> _Given exercise_
Copy all of the material below word for word, leaving the pictures out of your copy.

> _Recorded information_
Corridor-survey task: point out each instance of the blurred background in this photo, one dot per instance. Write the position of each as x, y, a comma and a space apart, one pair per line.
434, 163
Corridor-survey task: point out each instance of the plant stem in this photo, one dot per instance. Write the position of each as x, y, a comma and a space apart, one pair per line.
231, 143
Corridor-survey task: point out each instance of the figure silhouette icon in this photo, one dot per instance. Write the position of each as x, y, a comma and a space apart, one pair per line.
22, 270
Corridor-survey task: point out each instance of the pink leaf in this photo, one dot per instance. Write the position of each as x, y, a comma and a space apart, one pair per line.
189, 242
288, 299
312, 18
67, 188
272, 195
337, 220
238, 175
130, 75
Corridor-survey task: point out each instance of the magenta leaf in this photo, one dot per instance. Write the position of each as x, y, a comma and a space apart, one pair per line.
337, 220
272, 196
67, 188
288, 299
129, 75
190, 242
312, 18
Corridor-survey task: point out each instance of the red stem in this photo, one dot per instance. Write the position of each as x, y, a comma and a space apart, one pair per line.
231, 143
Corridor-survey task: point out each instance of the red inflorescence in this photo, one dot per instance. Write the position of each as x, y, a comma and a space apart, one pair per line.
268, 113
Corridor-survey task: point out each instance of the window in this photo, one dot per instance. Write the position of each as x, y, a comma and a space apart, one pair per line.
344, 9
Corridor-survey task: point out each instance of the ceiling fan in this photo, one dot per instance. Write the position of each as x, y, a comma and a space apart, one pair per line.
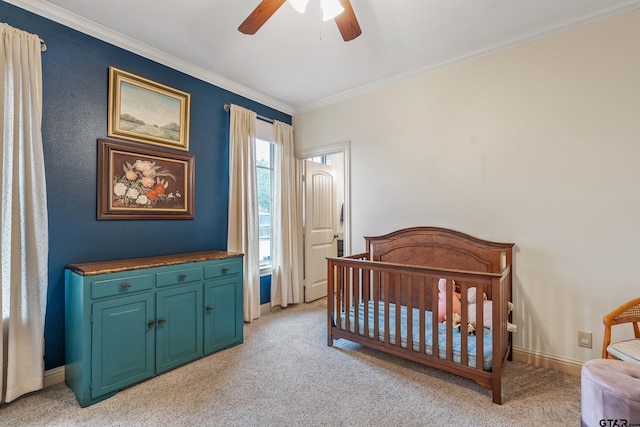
338, 10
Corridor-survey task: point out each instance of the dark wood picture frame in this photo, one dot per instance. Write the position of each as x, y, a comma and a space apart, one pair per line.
136, 181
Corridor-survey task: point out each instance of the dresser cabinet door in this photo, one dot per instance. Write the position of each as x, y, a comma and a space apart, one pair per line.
223, 313
178, 326
123, 343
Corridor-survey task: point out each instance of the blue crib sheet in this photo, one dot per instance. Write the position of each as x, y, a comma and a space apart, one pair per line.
442, 335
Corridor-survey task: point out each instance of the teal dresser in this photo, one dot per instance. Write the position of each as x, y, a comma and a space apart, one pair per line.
129, 320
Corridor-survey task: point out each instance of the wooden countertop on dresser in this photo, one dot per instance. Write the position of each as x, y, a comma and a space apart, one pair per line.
115, 266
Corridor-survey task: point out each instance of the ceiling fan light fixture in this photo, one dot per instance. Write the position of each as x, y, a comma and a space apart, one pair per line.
330, 9
299, 5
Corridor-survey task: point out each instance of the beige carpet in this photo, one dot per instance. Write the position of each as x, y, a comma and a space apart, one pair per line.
285, 375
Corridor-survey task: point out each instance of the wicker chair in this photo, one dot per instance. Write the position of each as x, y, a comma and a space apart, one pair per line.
628, 350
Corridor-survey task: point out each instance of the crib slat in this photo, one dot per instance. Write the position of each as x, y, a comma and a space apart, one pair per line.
365, 274
398, 287
423, 323
409, 327
435, 345
355, 288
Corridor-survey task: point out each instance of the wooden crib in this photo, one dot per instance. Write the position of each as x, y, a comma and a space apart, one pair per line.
396, 282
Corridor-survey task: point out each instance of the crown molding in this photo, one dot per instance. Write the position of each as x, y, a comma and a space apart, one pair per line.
86, 26
591, 15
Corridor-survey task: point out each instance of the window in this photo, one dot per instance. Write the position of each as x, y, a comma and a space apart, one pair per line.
264, 163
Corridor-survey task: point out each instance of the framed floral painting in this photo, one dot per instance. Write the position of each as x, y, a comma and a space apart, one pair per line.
145, 111
141, 182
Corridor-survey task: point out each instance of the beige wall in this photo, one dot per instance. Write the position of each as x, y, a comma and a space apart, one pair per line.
537, 145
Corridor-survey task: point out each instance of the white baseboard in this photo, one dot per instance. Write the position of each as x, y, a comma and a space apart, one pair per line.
54, 376
568, 366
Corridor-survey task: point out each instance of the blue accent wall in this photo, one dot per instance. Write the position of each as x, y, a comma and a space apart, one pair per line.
75, 93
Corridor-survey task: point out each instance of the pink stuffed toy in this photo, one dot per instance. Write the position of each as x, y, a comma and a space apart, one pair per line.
442, 300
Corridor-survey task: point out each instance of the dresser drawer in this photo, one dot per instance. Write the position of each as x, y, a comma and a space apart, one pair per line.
222, 269
174, 277
120, 286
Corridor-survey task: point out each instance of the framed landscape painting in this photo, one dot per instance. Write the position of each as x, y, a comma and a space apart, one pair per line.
141, 182
145, 111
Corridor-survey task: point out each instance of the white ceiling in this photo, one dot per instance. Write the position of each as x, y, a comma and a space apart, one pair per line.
297, 62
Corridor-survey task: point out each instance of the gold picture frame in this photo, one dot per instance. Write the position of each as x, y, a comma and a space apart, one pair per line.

> _Solution to this problem_
Corridor-survey task: point out each instance of the blurred background in this photo, one dot per instance. Write the position of each as x, y, a comma and a space apart, one pair per line.
434, 163
Corridor-survey task: point out each instance of the plant stem in this photo, one dot per instance. Write the position of each as x, y, a comma and a space apart, one pair per line.
231, 143
Corridor-survey task: point out each instance of the figure silhouette icon in this photo, one dot per instance. Write the position of each as x, y, a comma and a space apart, one pair per line.
22, 270
Corridor-survey task: point out each instance of the pink leaf in this photo, one dot per instance. Write the position of each as x, y, a comma and a space apart, one pair per line.
189, 242
288, 299
312, 18
67, 188
272, 195
337, 220
238, 175
130, 75
Corridor-survey task: point out each instance of the magenta leaf in this photo, one dot per instance. Write the position of each as x, y, a comma and a space apart, one pair per line.
337, 220
272, 196
67, 188
288, 299
129, 75
190, 242
312, 18
Corridor-survey task: point out each instance of the red stem in this photo, one dot per instance. Write the position of each as x, y, a comma and a space apart, one pair per line.
231, 143
Corridor-survey task: point out each instance of the red inflorescence in this photo, one dot per instance. Write the position of each as x, y, a comma and a space apart, one pair per line.
268, 113
Corridor-survey task: point out each instance of the window in this photo, one dot per instance. Write the position of each as x, y, a comma and a space apart, one pair per line.
344, 9
Corridor-survey task: point out each instance of the ceiling fan in this photo, one dot per instance. Write the position of each as x, y, a comma and a space apart, one pair per line.
338, 10
Corridor-survey task: point out each instance of the dark wood picture frame in this photo, one dot per instance. Write the position of each as x, y, a comma and a space apart, one pair per line.
136, 181
Corridor-survey task: point out each instance of the dresser cabinet door in this photo, one dot per instance. Write the position of each as x, y, a comma and a space apart, one pair per line.
223, 313
178, 326
123, 343
Corridor-survey task: point out each instance of the blue crib sheet in this photo, one dot per instance. Write the position of each as x, y, a comma and a space apart, one pair per line.
442, 335
Corridor-survey task: point out each instance of the teal dresser in this photo, one dot per instance. Write the position of each as x, y, a comma and a space apart, one pair per line.
129, 320
Corridor-survey task: point out each instance of the wooden countertop on dresser in this photo, one dot per instance. Write the position of each as x, y, a comma and a space apart, one pair per line.
115, 266
Corridor-survey task: point out each instance of the ceiling fan light fixture in this photo, one dot per instance. Write the position of each as x, y, a comma and a space apart, one pair per line.
330, 9
299, 5
Corridor-survey task: point out each instance of the beige carpet in this photo, one dot per instance. Write the position of each as x, y, a comma and a space apart, one pair per line.
285, 375
Corridor-survey task: point out each instance of the wicker chair in this photo, one dot per instance. Write the position of each as x, y, a comma and a space apart, one pair per line.
628, 350
Corridor-survey task: point out each instance of the crib slat in this photo, one dot per instance. Write the position of each as x, y, a comma and a space apart, one pair per line.
365, 274
398, 287
423, 323
409, 327
435, 345
355, 288
Corridor-survey task: point out each instance of the wooden crib in this photo, one dot per instance. Write the position of each as x, y, a comma and a space apart, one pair per line.
396, 282
Corridor-survey task: point out each instance of the crown molding in this photo, one dot per instance. Write the position of each as x, y, a comma and a space apart, one pair per line.
86, 26
591, 15
Corridor-survey task: point out each instance of the window in this photo, one dot per instance. Write the position of each as x, y, a comma and a space apart, one pair per line.
264, 163
Corridor-survey task: point out each instance of the framed floral painting in this photo, one dot per instance. Write the position of each as x, y, a comma and a space apart, one pair per line.
145, 111
141, 182
Corridor-survey task: point out each instance of the beige wall in this photo, one dot per instance. Write the position of each as x, y, a comma and a space apart, one pair per line.
537, 145
Corridor-survey task: point out each instance of the white baseboard in this photo, one dot per instance. Write the position of each as x, y, a comma and a space apart, one pair per line.
54, 376
568, 366
Corridor-survey task: point out each instance of the blue accent wall in this photo, one dot per instance. Write the position of each as x, y, a comma and a space apart, one pair per line.
75, 93
Corridor-survey task: point out each instance of the pink stuffed toy in this photo, one dot per instance. Write the position of each as x, y, a comma and a space apart, one pair per line.
442, 300
Corridor-survey task: point out each instance of the dresser drawer in this photo, one dot per instance. Write the position of each as x, y, a comma and a space apart, one pair per line.
222, 269
174, 277
120, 286
Corridor-survey task: point out each instance of the framed landscape painting in this photo, one dot per instance. Write the position of each as x, y, a comma and a space apart, one pair per line.
141, 182
145, 111
Corridor-survey task: point out each instance of the white ceiling in this photo, one dot per instance. Write the position of each as x, y, a comma and a space apart, one pair per line.
297, 62
Corridor-survey task: point out each instance of the gold picture frame in this photo, one dot per instance. Write the position of each as x, y, a comma and a space apart, one pair per line.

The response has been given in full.